Andrés Barba. Photo © Andrés Barba

Andrés Barba’s August, October, now translated from the Spanish by Lisa Dillman, should bring him the wide Anglophone readership he’s long deserved. The novel follows the fourteen-year-old Tomás as he travels to the coast with his affluent family on their summer vacation. He’s at a point in his life when everything feels distant and strange: friendships, sex, the alluringly lawless behavior of the lower-class kids he meets. Tomás ends up becoming complicit in the sexual assault of a local girl, the central event from which the narrative unspools, and back in Madrid, assailed by guilt, he tries to plot a path toward atonement—one that shines at times with an uneasy air of self-interest. The reader becomes trapped in a story of immaturity and transgression that leaves no room for the usual reassuring tropes of coming-of-age novels. The prose moves on constant commas, swaying between arousal and revulsion, and in its subject matter August, October brings to mind the early work that earned Ian McEwan the nickname “Ian Macabre”: First Love, Last Rites; The Cement Garden.

Barba is the author of twelve books in Spanish. Besides literary fiction he has written essays, poems, books of photography, books for children, and translations of De Quincey and Melville. We discussed his obsession with aloneness, the difficulties of capturing Moby-Dick in Spanish, and why certain “pompous utterances” in literature are “only useful insomuch as Justin Bieber can get them tattooed across his ass.” Barba is fluent in English, but felt more natural discussing his craft in Spanish. Cecilia Ross kindly translated his answers. 

August, October isn’t the first time you’ve used your fiction as a space to explore the transgressions of adolescence. What is it about a person’s teenage years that keeps drawing your attention as a writer?
====
What is asked »
**1)** Translate this sentence from the passage on Andrés Barba into French: "Barba is the author of twelve books in Spanish."
**2)** Reproduce word for word the part of the passage on Andrés Barba starting with "Barba is the" and going on through "translated his answers.".
**3)** Resume the passage on Andrés Barba and his novel from the point at which it stops.
The lines placed after this passage have no part in the work.

Material supplied »
====
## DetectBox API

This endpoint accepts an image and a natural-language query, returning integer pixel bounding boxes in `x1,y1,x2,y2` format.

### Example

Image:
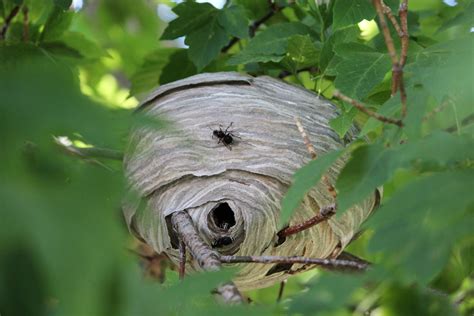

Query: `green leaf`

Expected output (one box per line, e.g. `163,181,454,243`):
161,1,218,40
217,6,249,38
290,274,364,315
329,107,359,139
403,88,429,141
406,33,474,103
334,43,391,100
438,2,474,32
185,18,229,71
359,87,429,139
40,6,74,42
228,22,310,65
280,150,343,225
232,0,271,20
336,132,474,212
61,31,107,59
287,35,320,69
333,0,375,30
160,49,197,84
130,48,176,95
54,0,72,10
319,26,360,71
369,170,474,283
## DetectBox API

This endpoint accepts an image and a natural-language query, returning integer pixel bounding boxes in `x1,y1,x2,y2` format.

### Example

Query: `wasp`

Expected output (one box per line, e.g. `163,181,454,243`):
212,122,240,150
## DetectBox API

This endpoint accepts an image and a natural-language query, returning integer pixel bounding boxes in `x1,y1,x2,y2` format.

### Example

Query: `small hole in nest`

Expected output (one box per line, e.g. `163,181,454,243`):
211,203,235,230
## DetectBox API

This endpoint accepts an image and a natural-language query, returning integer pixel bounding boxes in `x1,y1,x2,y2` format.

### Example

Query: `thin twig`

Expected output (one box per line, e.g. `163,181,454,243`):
382,1,403,38
333,90,403,127
220,256,368,270
373,0,409,118
399,0,410,118
373,0,401,96
171,211,244,304
278,203,336,239
423,99,451,122
373,0,398,65
398,0,409,67
179,240,186,280
277,280,287,303
171,211,221,271
22,5,30,43
0,5,20,40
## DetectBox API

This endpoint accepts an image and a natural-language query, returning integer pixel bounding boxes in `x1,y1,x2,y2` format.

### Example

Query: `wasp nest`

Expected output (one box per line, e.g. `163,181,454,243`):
124,73,376,290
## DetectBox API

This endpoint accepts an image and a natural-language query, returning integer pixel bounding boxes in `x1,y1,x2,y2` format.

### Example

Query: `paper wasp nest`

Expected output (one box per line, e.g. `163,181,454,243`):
124,73,375,290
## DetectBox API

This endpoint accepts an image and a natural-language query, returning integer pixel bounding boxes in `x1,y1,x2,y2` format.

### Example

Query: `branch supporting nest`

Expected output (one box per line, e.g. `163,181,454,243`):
373,0,409,118
278,203,336,240
171,210,368,304
171,211,244,304
220,256,368,271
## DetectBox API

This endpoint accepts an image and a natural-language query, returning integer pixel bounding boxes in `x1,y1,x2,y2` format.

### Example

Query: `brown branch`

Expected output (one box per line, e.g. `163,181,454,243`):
373,0,398,65
179,240,186,280
277,203,336,241
295,117,337,200
221,3,283,53
373,0,409,118
0,5,20,40
171,211,221,271
171,211,244,304
22,5,30,43
373,0,401,96
382,1,403,38
277,280,286,303
220,256,368,270
423,99,451,122
399,0,409,67
333,90,403,127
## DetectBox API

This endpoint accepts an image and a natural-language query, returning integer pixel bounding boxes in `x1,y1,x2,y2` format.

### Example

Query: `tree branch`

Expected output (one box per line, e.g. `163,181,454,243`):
171,211,244,304
22,5,30,43
333,90,403,127
179,240,186,280
220,256,368,270
373,0,409,118
382,1,403,38
277,203,336,244
399,0,409,67
295,117,337,200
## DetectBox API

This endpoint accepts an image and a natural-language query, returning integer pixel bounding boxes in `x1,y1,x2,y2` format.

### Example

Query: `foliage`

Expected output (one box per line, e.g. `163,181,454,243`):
0,0,474,315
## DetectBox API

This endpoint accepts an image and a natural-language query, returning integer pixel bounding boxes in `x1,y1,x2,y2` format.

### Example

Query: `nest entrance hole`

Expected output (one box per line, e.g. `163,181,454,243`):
210,203,235,230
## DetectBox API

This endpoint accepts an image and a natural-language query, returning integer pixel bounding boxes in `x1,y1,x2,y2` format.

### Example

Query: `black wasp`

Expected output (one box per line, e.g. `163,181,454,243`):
212,122,240,150
212,236,234,248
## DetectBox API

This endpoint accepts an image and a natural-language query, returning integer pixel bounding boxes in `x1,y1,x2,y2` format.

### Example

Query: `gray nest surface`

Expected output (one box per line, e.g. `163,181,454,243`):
124,73,375,290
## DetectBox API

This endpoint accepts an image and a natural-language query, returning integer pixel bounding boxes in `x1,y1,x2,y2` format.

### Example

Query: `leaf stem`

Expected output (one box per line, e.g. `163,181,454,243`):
0,5,21,40
333,90,403,127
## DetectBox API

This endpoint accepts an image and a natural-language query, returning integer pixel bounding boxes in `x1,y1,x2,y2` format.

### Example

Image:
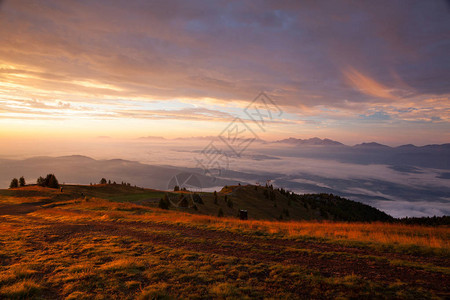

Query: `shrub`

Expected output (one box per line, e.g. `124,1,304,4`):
158,194,170,209
9,178,19,189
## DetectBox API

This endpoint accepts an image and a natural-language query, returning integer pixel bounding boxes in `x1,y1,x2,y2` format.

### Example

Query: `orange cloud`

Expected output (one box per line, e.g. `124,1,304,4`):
343,67,400,100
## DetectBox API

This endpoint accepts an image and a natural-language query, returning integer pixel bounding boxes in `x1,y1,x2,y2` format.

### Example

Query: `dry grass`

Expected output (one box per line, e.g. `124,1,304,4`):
0,186,450,299
29,199,450,249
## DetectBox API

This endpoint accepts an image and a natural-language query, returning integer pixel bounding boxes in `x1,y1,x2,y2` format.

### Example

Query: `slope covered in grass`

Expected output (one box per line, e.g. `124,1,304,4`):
0,186,450,299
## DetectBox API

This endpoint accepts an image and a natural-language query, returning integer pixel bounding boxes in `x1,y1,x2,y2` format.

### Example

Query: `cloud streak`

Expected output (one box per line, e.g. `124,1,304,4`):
0,0,450,143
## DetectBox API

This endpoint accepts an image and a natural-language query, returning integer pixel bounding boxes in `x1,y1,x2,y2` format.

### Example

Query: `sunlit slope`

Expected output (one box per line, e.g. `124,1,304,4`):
0,184,392,222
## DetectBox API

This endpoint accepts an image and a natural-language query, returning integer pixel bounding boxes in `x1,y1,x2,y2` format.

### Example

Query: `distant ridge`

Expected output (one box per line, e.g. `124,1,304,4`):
353,142,391,148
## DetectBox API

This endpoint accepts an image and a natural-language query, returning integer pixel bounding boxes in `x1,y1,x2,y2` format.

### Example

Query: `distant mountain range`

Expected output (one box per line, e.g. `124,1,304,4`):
138,136,450,149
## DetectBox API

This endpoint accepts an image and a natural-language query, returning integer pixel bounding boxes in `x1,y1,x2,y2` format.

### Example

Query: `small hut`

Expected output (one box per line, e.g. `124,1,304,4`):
178,196,189,207
239,209,248,220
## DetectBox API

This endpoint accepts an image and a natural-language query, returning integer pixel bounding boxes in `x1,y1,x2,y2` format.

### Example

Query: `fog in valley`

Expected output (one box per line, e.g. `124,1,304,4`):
0,137,450,217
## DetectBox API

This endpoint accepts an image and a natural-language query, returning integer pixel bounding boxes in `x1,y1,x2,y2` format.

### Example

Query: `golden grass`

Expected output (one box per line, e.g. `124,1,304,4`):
0,279,41,298
32,199,450,249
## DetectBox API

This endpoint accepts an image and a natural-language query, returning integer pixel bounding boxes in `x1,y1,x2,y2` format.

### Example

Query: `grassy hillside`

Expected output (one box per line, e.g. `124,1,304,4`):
28,184,393,222
0,185,450,299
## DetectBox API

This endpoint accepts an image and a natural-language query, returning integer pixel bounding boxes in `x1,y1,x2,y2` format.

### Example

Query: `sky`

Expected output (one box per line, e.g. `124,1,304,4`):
0,0,450,145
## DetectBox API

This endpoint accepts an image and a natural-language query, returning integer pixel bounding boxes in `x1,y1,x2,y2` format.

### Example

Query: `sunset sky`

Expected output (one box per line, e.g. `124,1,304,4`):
0,0,450,145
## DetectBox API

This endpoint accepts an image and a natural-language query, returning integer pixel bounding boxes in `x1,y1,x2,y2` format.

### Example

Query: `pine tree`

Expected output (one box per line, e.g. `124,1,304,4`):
45,174,59,189
225,196,233,208
36,176,45,186
217,208,223,217
214,191,218,204
9,178,19,189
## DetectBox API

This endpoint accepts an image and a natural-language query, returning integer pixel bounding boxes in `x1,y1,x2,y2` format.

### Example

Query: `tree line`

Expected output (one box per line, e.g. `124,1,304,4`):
9,174,59,189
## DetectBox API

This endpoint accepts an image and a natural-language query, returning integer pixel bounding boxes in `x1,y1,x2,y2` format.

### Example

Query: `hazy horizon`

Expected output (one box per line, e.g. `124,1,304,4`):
0,0,450,219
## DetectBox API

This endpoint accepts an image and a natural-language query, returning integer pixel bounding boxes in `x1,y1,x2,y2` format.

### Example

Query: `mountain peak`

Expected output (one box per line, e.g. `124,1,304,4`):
275,137,344,146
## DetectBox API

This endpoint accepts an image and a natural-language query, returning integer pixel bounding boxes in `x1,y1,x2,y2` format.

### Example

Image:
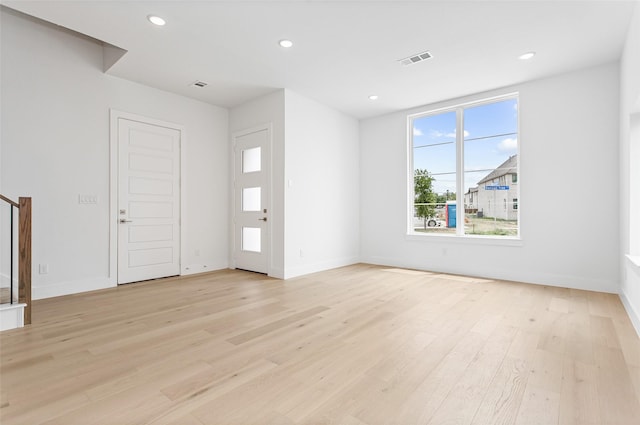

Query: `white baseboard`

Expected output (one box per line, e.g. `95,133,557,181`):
362,253,619,294
284,257,360,279
181,262,229,276
0,304,27,331
31,277,118,300
618,291,640,337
====
The replies »
**1)** Barba est l'auteur de douze livres en espagnol.

**2)**
Barba is the author of twelve books in Spanish. Besides literary fiction he has written essays, poems, books of photography, books for children, and translations of De Quincey and Melville. We discussed his obsession with aloneness, the difficulties of capturing Moby-Dick in Spanish, and why certain “pompous utterances” in literature are “only useful insomuch as Justin Bieber can get them tattooed across his ass.” Barba is fluent in English, but felt more natural discussing his craft in Spanish. Cecilia Ross kindly translated his answers.

**3)**
More than adolescence itself, what I’m most interested in are transition periods, situations in which one set of circumstances has come to a close—a love affair, a life stage, a job, time spent living in a particular house—and the next has yet to begin. I think those are the moments when who we are as people, and the gap between that person and the person we would like to be, is most revealed—the moments when our inner scaffolding is shakiest, and also the moments when the greatest changes take place. Adolescence interests me when seen in that light. In the case of August, October, the novel starts with a notion—the idea of relating the life of a person whose character was forever determined by the mere fact that another person forgave him. They forgave him for something he did in a crucial moment of his adolescence. The whole book was then born out of that idea.

There’s a line in one of Harold Brodkey’s books—“My protagonists are my mother’s voice and the mind I had when I was thirteen.” Who are your protagonists?

My protagonists are generally outside myself and have nothing to do with me. I’ve always approached my stories as being completely made-up things. They’re topics that interest me and have something to do with me, of course, but only tangentially. So they’re not related so much to my direct experience as they are, for example, to my fears.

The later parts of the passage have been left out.